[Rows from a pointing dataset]
################

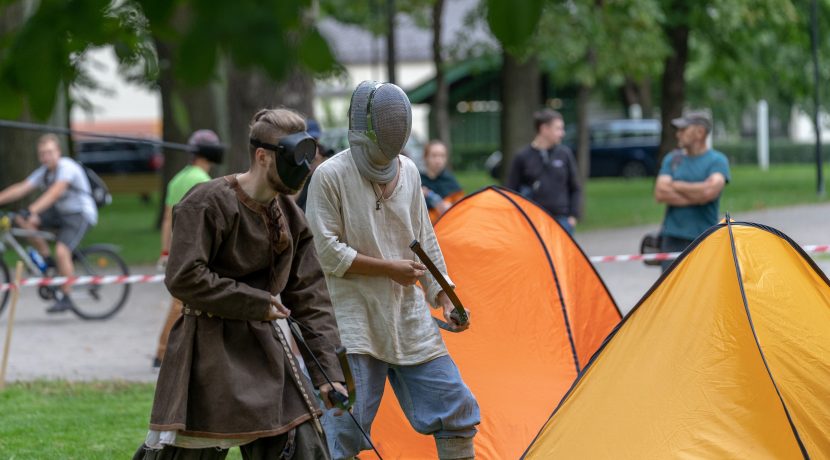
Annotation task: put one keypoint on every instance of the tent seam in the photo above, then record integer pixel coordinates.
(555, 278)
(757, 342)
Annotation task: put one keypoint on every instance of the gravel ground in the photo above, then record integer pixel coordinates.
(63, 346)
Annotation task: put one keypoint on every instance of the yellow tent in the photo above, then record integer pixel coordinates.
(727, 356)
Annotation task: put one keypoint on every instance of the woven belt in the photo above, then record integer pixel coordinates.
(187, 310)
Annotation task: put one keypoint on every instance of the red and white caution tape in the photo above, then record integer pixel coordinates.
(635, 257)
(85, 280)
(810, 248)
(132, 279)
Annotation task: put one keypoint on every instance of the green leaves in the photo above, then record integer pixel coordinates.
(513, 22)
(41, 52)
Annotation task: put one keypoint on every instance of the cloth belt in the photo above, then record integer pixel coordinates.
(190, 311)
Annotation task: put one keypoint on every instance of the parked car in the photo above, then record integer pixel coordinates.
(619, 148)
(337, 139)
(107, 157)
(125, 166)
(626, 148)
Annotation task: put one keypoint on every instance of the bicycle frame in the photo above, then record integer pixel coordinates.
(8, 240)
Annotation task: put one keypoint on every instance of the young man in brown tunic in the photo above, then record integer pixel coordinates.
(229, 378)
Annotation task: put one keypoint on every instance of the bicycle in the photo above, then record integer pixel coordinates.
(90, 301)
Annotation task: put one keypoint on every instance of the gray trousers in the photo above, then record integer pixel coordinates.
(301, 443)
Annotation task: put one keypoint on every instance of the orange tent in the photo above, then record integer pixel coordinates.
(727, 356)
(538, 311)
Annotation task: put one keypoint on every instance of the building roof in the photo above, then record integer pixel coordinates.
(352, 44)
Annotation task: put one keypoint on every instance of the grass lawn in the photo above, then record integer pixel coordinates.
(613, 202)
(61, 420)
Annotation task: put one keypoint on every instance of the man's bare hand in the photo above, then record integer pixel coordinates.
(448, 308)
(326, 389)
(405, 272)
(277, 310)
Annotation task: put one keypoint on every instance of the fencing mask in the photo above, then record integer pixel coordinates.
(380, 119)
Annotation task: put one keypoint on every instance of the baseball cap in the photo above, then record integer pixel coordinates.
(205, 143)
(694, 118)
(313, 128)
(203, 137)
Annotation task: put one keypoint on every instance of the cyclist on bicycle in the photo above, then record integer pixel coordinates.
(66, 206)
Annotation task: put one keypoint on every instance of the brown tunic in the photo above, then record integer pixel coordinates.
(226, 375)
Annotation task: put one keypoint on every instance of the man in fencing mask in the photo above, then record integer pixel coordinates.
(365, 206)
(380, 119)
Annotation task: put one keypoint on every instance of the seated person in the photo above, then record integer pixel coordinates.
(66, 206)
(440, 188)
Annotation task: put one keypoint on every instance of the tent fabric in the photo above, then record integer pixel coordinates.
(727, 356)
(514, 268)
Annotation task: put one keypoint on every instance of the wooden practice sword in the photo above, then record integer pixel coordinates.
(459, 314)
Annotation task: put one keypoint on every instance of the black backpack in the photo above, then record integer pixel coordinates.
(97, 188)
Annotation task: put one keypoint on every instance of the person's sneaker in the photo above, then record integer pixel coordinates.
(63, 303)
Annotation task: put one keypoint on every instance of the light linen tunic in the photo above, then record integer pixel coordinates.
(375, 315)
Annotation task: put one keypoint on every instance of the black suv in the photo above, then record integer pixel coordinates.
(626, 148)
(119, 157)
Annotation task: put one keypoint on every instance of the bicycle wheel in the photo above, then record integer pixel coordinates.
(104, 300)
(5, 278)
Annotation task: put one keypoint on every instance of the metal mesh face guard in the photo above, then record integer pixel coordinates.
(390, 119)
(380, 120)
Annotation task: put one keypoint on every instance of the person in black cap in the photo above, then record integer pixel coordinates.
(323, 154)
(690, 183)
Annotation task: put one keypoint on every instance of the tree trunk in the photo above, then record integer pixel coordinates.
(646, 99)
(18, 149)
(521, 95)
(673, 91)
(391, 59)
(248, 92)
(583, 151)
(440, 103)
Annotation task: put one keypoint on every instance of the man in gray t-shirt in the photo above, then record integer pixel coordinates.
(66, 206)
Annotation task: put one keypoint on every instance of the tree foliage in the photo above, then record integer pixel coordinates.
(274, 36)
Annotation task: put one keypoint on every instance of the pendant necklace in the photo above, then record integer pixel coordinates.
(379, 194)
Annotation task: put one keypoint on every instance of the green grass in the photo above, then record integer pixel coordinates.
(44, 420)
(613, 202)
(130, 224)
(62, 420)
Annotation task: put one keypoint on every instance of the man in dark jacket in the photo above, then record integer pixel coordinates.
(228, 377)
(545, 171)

################

**Your task:**
Please render the data from the line containing "the green grass" through the last line as a JSON list of strings, with one string per line and blank lines left out.

**Response for this exercise:**
[
  "Annotation task: put one keypoint on every instance of the green grass in the photo above, then record integer pixel coordinates.",
  "(44, 420)",
  "(613, 202)",
  "(130, 224)",
  "(62, 420)",
  "Annotation task: put one keypoint on every instance of the man in dark jacket in the photo above, then record integer pixel coordinates.",
  "(228, 377)",
  "(545, 171)"
]